PROBLEMS TO SOLVE ::
a - Translate into Spanish this sentence from the passage on wizards and the Winds of magic: "A thirty-year-old human wizard might be nearing the pinnacle of their career; a thirty-year old elf wizard hasn't even begun their apprenticeship yet."
b - In the entries, reproduce word for word the lines from the one containing "TARGET = rubber track" through the end of the entries.

Or turn into Nagash I guess.
 
We are indoctrinated by the Imperial College, we are a mere journeyman and we have far to much to to focus on magical research of the most basic nature.
Grey order, though, is the one to think in terms of Elven Conspiracies and The Govt Doesn't Want You To Know. I think that's one of the reason the need to have the most deadly internal security of all Colleges.
 
I guess Teclis didn't think to write down "Don't invent a new type of magic and try to become immortal ruler over the whole world with it" in the original statutes.
It took humans to make that necessary.
 
It's actually fairly easy for a human wizard to use more than one wind at the same time. It happens somewhat frequently, and the person in question is all, "gee, I don't know what the fuss is all about," and then they're all "THE FOOLS! THEY TRIED TO HOLD ME BACK! BUT I'LL SHOW THEM! I'LL SHOW THEM ALL!" and everyone gets a pretty solid reminder why there's rules about that.

The thing about human magic is humans attune really, really easily to magical energy. The whopper of a downside to this is their susceptibility to chaos corruption, but there's an upside - human wizards attune to their chosen Wind really easily and become better at it at a rate ridiculously faster than Elf wizards. For an elf with a thousand-year career trajectory and firmly-held prejudices against 'lesser' magic the mental and physical side-effects of this would be unthinkable, but for a human half of them aren't even downsides. A thirty-year-old human wizard might be nearing the pinnacle of their career; a thirty-year old elf wizard hasn't even begun their apprenticeship yet.

But it does mean that if you're using two winds at the same time, then the traces of magic left by the spells you cast mingle within you and combine freely, creating free-floating Dhar in the wizard. It is possible, and even technically legal, to stop using your chosen Wind, wait a little bit of time to 'detox', then start using a different wind. It's just, what's the point? You throw away all the effort you've spent getting good at your chosen magic to try to learn an entire knew paradigm without even having the benefit of being taught by that College. And if you've been permanently marked by one wind or another, then you'd have to either 'cure' it somehow or accept that you're effectively locked into that wind of magic.

Maybe there's a way that a human can cast so efficiently and cleanly that there's no free-floating magic left in their system and they can switch between Winds freely. But attempting to do so would be explicitly against the laws of the Colleges and the only way to know if it works is trying it and seeing if you go insane.


Anyway. Voting closed, writing has begun.
So instead of trying to use more then one wind it should be better to try an adapt the spells of other winds into the one you have.

Can we experiment with that? It might be really difficult though and not as efficient. If it works we would have tons of variety though.
 
So instead of trying to use more then one wind it should be better to try an adapt the spells of other winds into the one you have.

That's more or less trying to adapt basketball dribbling techniques to golf.
Wait, someone cannot be attuned to 2 winds of magic without getting dhar...
But there are workaround: Divine magic, where you channel your god power and Nagash Magnus opus: Necromancy.
FYI Nagash TORTURED the secret of dark magic from a Druchi. He realized soon that direct contact with Dhar would make him nuttier than a squirrel, so he created necromancy which is like using a shyish khebab to take the dhar steak from the barbecue to avoid burning your hands.
We could try doing the same with Ulgu, wielding it to manipulate other winds or Dhar or High Magic.

DATA EXTRACT ::
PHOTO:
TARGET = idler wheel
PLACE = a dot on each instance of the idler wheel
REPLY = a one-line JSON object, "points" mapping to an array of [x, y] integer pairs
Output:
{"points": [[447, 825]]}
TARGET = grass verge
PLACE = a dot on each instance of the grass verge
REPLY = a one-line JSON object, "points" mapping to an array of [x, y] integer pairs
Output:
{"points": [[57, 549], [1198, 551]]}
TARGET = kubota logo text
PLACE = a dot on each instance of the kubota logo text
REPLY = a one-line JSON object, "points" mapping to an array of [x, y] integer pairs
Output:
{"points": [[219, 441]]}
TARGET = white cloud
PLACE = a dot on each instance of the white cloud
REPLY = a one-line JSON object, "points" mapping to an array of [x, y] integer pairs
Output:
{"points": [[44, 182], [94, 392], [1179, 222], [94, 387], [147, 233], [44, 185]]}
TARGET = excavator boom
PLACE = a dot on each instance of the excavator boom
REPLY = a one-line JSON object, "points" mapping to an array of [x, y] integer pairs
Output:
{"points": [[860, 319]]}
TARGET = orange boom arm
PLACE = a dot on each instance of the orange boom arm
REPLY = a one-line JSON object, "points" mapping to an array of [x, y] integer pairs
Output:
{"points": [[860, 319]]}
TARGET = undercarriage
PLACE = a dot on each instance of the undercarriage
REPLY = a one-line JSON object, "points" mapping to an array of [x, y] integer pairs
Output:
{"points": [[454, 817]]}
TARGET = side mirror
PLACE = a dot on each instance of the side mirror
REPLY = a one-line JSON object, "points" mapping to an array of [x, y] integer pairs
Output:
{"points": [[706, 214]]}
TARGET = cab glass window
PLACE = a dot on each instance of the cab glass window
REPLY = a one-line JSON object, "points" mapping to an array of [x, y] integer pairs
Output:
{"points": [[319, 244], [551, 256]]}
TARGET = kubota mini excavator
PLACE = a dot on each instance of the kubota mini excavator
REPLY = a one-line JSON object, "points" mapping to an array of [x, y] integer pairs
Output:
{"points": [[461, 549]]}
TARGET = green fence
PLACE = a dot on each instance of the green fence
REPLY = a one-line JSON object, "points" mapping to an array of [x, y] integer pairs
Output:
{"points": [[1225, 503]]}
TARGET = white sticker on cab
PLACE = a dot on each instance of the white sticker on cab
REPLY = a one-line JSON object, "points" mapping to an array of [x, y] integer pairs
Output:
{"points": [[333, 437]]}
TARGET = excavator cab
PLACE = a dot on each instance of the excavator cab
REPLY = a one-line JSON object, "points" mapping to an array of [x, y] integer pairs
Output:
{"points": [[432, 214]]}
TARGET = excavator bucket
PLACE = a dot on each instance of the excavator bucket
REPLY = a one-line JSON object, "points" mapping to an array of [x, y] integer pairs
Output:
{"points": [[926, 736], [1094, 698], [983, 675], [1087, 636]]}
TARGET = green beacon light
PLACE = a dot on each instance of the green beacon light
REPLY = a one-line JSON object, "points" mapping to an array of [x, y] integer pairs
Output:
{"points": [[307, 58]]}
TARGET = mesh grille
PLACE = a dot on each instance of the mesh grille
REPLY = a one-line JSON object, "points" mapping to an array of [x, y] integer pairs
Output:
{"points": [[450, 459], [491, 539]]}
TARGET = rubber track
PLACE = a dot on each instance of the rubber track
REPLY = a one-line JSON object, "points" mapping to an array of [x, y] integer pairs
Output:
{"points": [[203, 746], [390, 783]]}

TASK-BY-TASK ANSWERS ::
a - Un mago humano de treinta años podría estar acercándose a la cumbre de su carrera; un mago elfo de treinta años ni siquiera ha comenzado todavía su aprendizaje.

b -
TARGET = rubber track
PLACE = a dot on each instance of the rubber track
REPLY = a one-line JSON object, "points" mapping to an array of [x, y] integer pairs
Output:
{"points": [[203, 746], [390, 783]]}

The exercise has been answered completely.